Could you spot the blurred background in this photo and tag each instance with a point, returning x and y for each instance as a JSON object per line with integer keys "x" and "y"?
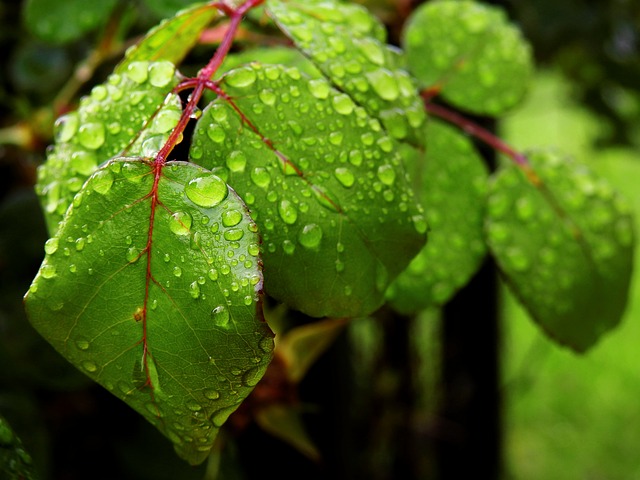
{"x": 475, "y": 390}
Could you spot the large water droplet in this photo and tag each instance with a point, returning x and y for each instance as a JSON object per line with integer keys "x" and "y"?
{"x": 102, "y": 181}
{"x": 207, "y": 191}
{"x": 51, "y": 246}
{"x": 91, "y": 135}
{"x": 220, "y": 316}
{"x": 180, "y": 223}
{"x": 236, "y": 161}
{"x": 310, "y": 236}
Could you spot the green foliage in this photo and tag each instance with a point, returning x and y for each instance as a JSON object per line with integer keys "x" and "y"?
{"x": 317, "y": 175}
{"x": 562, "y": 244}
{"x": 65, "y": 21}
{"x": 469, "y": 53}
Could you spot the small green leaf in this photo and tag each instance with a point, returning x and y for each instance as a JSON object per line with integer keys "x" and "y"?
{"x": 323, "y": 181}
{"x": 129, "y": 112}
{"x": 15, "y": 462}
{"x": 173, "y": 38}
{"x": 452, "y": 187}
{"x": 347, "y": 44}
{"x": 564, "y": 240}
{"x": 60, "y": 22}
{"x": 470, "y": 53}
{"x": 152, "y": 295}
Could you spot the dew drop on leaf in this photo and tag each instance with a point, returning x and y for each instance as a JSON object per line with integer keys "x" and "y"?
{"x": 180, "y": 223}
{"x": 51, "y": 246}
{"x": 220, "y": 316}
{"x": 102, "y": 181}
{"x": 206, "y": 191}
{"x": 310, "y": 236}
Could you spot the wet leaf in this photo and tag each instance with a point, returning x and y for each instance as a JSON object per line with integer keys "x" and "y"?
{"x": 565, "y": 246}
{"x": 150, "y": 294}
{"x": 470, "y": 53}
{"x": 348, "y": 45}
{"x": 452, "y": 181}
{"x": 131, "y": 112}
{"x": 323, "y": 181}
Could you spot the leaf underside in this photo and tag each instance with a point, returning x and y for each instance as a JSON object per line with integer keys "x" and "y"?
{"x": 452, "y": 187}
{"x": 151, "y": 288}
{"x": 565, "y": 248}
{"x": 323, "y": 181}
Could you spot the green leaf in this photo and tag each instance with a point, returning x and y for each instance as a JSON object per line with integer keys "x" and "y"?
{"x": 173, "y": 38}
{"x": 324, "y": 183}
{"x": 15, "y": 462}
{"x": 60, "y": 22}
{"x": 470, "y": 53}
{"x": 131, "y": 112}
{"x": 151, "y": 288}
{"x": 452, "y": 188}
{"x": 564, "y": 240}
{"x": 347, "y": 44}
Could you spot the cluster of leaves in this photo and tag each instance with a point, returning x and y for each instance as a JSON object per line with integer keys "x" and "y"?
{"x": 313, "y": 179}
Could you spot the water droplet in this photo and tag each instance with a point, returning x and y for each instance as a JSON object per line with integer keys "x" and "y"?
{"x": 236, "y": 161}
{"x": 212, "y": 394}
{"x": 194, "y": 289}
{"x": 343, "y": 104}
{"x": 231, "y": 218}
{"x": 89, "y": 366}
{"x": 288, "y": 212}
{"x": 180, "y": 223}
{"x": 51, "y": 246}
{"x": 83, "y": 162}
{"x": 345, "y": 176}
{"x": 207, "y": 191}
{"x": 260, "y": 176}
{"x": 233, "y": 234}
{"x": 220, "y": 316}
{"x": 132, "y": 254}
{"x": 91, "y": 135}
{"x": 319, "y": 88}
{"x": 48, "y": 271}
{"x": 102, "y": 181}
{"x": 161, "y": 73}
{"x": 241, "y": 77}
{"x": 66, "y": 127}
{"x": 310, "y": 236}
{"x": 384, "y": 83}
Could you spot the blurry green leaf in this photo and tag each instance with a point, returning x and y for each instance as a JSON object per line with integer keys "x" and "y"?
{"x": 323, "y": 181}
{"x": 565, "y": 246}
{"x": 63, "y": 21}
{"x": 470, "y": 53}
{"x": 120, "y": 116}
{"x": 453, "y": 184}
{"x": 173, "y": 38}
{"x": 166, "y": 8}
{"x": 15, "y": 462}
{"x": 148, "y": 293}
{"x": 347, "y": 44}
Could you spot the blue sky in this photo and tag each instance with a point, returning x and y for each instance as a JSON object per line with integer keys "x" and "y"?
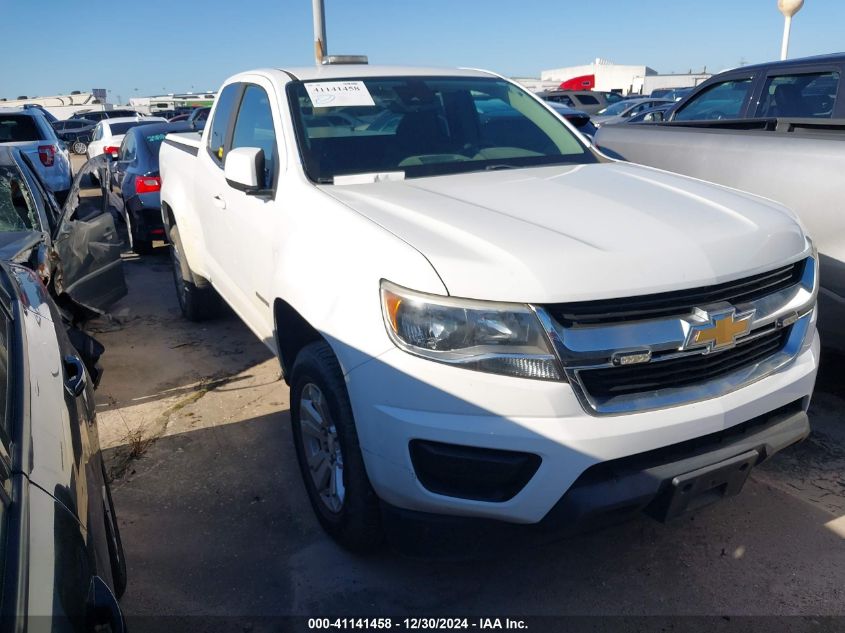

• [Task directions]
Beginning with the line that holds "Could you spot the blurry", output each line to the end of the material above, exactly, omitting the pictures.

• [Solution for this exercise]
Could you spot the blurry green leaf in this photo and tag each instance with a point, returning x and y for each instance as a JSON object per line with integer keys "x" and "y"?
{"x": 323, "y": 181}
{"x": 565, "y": 246}
{"x": 63, "y": 21}
{"x": 470, "y": 53}
{"x": 120, "y": 116}
{"x": 453, "y": 184}
{"x": 173, "y": 38}
{"x": 166, "y": 8}
{"x": 15, "y": 462}
{"x": 148, "y": 293}
{"x": 347, "y": 44}
Could you spot the blue sky in this photo and tag each instance with a point, returning x and y for each instance as a JSON object per line with integer keys "x" and "y"?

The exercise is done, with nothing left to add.